▶ _Work instructions_: Can you rewrite all of the records below as a Markdown table with the columns Row and Line, giving each line a row number and skipping any blank lines?

(Entries taken from a collection)

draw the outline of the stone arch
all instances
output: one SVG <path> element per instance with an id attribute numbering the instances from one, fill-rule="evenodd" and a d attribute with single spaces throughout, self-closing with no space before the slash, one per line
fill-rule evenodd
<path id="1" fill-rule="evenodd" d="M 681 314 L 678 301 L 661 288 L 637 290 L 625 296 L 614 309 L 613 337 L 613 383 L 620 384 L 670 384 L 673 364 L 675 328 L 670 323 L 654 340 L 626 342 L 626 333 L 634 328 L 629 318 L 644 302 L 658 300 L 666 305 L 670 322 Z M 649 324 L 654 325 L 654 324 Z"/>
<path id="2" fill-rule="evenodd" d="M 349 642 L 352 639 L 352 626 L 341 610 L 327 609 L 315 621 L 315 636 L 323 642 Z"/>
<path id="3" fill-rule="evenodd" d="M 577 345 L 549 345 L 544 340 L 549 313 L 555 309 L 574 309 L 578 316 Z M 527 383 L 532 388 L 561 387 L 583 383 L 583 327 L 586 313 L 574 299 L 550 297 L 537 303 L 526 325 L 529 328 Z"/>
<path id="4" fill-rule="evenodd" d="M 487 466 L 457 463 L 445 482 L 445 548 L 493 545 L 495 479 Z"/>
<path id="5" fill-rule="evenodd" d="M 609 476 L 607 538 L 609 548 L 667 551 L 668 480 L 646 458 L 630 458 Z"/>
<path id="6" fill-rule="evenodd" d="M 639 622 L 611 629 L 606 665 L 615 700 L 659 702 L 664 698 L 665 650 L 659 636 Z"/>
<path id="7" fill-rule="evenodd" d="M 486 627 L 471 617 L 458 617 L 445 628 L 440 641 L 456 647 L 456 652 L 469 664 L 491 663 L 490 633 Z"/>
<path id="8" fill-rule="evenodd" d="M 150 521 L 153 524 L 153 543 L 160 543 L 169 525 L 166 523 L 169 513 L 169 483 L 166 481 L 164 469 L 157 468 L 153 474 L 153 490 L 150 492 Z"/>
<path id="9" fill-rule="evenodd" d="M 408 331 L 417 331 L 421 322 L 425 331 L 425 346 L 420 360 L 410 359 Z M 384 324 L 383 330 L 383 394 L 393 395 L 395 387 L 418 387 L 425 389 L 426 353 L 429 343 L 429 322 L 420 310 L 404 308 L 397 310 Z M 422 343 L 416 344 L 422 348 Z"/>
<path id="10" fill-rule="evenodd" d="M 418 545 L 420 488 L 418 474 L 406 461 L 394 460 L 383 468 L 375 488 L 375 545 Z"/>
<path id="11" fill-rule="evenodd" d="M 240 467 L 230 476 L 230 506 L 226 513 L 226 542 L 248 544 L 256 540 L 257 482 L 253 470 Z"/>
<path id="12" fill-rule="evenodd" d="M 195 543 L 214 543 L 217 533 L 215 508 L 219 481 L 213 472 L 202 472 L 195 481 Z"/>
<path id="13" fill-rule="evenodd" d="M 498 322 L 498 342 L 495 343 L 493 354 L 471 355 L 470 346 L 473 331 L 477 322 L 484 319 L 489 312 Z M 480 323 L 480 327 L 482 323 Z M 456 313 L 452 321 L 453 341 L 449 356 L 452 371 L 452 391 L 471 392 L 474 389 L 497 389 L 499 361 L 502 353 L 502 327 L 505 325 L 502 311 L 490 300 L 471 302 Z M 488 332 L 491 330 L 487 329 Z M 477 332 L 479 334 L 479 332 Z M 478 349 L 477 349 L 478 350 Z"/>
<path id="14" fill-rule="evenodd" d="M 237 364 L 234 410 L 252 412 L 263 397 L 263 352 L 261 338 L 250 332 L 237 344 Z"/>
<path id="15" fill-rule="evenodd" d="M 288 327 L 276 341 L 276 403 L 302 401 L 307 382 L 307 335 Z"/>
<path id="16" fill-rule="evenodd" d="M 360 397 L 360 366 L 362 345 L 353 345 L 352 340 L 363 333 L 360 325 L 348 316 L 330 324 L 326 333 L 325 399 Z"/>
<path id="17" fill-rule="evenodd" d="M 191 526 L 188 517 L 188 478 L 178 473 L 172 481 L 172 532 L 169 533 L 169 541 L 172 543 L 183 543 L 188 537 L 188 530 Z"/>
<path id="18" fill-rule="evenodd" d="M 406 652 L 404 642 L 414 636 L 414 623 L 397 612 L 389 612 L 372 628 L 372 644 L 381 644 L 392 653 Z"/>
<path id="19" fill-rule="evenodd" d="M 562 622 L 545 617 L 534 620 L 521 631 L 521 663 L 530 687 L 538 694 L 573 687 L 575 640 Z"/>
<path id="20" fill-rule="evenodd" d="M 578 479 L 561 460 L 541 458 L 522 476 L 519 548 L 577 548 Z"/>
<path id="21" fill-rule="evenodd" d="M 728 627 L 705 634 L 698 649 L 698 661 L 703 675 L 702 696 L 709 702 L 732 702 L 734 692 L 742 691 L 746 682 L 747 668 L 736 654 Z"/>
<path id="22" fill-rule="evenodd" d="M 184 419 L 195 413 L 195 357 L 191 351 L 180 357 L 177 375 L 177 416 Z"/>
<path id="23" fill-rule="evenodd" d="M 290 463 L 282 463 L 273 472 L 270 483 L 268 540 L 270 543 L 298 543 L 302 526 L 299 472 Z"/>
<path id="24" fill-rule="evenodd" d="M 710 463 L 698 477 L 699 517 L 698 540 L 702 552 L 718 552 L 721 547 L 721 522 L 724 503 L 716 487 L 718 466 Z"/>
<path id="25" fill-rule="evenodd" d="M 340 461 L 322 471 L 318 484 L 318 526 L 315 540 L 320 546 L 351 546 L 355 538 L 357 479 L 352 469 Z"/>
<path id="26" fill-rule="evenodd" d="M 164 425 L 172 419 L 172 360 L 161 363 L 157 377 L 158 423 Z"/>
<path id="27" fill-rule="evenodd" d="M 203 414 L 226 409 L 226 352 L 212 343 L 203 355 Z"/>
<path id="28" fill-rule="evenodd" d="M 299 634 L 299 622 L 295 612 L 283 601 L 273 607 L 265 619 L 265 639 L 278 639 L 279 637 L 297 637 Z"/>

▶ _Result_:
| Row | Line |
|---|---|
| 1 | draw the outline of the stone arch |
| 2 | all instances |
| 3 | output: one SVG <path> element per instance with an id attribute numbering the instances from one, fill-rule="evenodd" and a d attribute with single spaces throughout, self-closing with no space before the slash, one per line |
| 4 | fill-rule evenodd |
| 5 | <path id="1" fill-rule="evenodd" d="M 681 314 L 678 301 L 661 288 L 637 290 L 625 296 L 614 309 L 613 337 L 613 383 L 620 384 L 670 384 L 673 364 L 675 328 L 670 323 L 654 340 L 626 342 L 626 333 L 634 328 L 629 318 L 644 302 L 658 300 L 666 305 L 670 322 Z M 649 324 L 654 325 L 654 324 Z"/> |
| 6 | <path id="2" fill-rule="evenodd" d="M 349 642 L 352 639 L 352 626 L 341 610 L 327 609 L 315 621 L 315 636 L 323 642 Z"/> |
| 7 | <path id="3" fill-rule="evenodd" d="M 577 345 L 549 345 L 544 340 L 549 313 L 555 309 L 574 309 L 578 316 Z M 527 383 L 532 388 L 561 387 L 583 383 L 583 327 L 586 313 L 574 299 L 550 297 L 537 303 L 526 325 L 529 328 Z"/> |
| 8 | <path id="4" fill-rule="evenodd" d="M 487 466 L 457 463 L 445 482 L 445 548 L 493 545 L 495 479 Z"/> |
| 9 | <path id="5" fill-rule="evenodd" d="M 609 476 L 607 538 L 609 548 L 667 551 L 668 480 L 646 458 L 630 458 Z"/> |
| 10 | <path id="6" fill-rule="evenodd" d="M 639 622 L 611 629 L 606 665 L 615 700 L 659 702 L 664 698 L 665 650 L 659 636 Z"/> |
| 11 | <path id="7" fill-rule="evenodd" d="M 486 627 L 471 617 L 458 617 L 445 628 L 440 641 L 456 647 L 456 652 L 469 664 L 491 663 L 490 633 Z"/> |
| 12 | <path id="8" fill-rule="evenodd" d="M 150 521 L 153 524 L 153 543 L 160 543 L 169 525 L 166 523 L 169 513 L 169 483 L 166 481 L 164 469 L 157 468 L 153 474 L 153 490 L 150 492 Z"/> |
| 13 | <path id="9" fill-rule="evenodd" d="M 408 331 L 417 331 L 421 322 L 425 331 L 425 346 L 420 360 L 410 359 Z M 384 324 L 383 330 L 383 394 L 393 395 L 395 387 L 418 387 L 425 389 L 426 353 L 429 343 L 429 322 L 420 310 L 404 308 L 397 310 Z M 422 343 L 416 344 L 422 348 Z"/> |
| 14 | <path id="10" fill-rule="evenodd" d="M 418 545 L 420 488 L 418 474 L 406 461 L 394 460 L 383 468 L 375 488 L 375 545 Z"/> |
| 15 | <path id="11" fill-rule="evenodd" d="M 240 467 L 230 476 L 230 506 L 226 513 L 226 542 L 248 544 L 256 540 L 257 482 L 253 470 Z"/> |
| 16 | <path id="12" fill-rule="evenodd" d="M 195 543 L 214 543 L 217 533 L 215 508 L 219 481 L 213 472 L 202 472 L 195 481 Z"/> |
| 17 | <path id="13" fill-rule="evenodd" d="M 498 322 L 498 342 L 495 343 L 493 354 L 471 355 L 470 346 L 473 331 L 477 322 L 484 319 L 489 312 Z M 480 323 L 480 327 L 482 323 Z M 456 313 L 452 321 L 453 341 L 449 356 L 452 371 L 452 391 L 471 392 L 474 389 L 497 389 L 499 361 L 502 353 L 502 327 L 505 325 L 502 311 L 490 300 L 471 302 Z M 488 332 L 491 330 L 487 329 Z M 477 332 L 479 334 L 479 332 Z M 478 349 L 477 349 L 478 350 Z"/> |
| 18 | <path id="14" fill-rule="evenodd" d="M 237 364 L 234 410 L 252 412 L 263 397 L 263 352 L 261 338 L 250 332 L 237 344 Z"/> |
| 19 | <path id="15" fill-rule="evenodd" d="M 288 327 L 276 341 L 276 403 L 302 401 L 307 382 L 307 335 Z"/> |
| 20 | <path id="16" fill-rule="evenodd" d="M 360 397 L 360 366 L 362 345 L 353 345 L 352 340 L 363 333 L 360 325 L 348 316 L 330 324 L 326 333 L 325 399 Z"/> |
| 21 | <path id="17" fill-rule="evenodd" d="M 191 526 L 188 517 L 188 478 L 178 473 L 172 481 L 172 532 L 169 533 L 169 541 L 172 543 L 183 543 L 188 537 L 188 530 Z"/> |
| 22 | <path id="18" fill-rule="evenodd" d="M 406 652 L 404 642 L 414 636 L 414 623 L 397 612 L 389 612 L 372 628 L 372 644 L 381 644 L 392 653 Z"/> |
| 23 | <path id="19" fill-rule="evenodd" d="M 562 622 L 545 617 L 534 620 L 521 631 L 521 663 L 530 687 L 538 694 L 573 687 L 575 640 Z"/> |
| 24 | <path id="20" fill-rule="evenodd" d="M 578 479 L 561 460 L 541 458 L 522 476 L 519 548 L 577 548 Z"/> |
| 25 | <path id="21" fill-rule="evenodd" d="M 728 627 L 705 634 L 698 649 L 698 661 L 703 675 L 702 696 L 709 702 L 732 702 L 734 692 L 742 691 L 746 682 L 747 668 L 736 654 Z"/> |
| 26 | <path id="22" fill-rule="evenodd" d="M 184 419 L 195 413 L 195 357 L 191 351 L 180 357 L 177 375 L 177 416 Z"/> |
| 27 | <path id="23" fill-rule="evenodd" d="M 290 463 L 282 463 L 273 472 L 270 483 L 268 540 L 270 543 L 298 543 L 302 526 L 299 472 Z"/> |
| 28 | <path id="24" fill-rule="evenodd" d="M 710 463 L 698 477 L 699 517 L 698 540 L 702 552 L 718 552 L 721 547 L 721 522 L 724 503 L 716 487 L 718 466 Z"/> |
| 29 | <path id="25" fill-rule="evenodd" d="M 340 461 L 322 471 L 318 484 L 318 526 L 315 540 L 320 546 L 351 546 L 355 538 L 357 479 L 352 469 Z"/> |
| 30 | <path id="26" fill-rule="evenodd" d="M 164 425 L 172 419 L 172 360 L 161 363 L 157 377 L 158 423 Z"/> |
| 31 | <path id="27" fill-rule="evenodd" d="M 203 414 L 226 409 L 226 352 L 212 343 L 203 355 Z"/> |
| 32 | <path id="28" fill-rule="evenodd" d="M 299 634 L 299 622 L 295 612 L 283 601 L 273 607 L 265 619 L 265 639 L 278 639 L 279 637 L 297 637 Z"/> |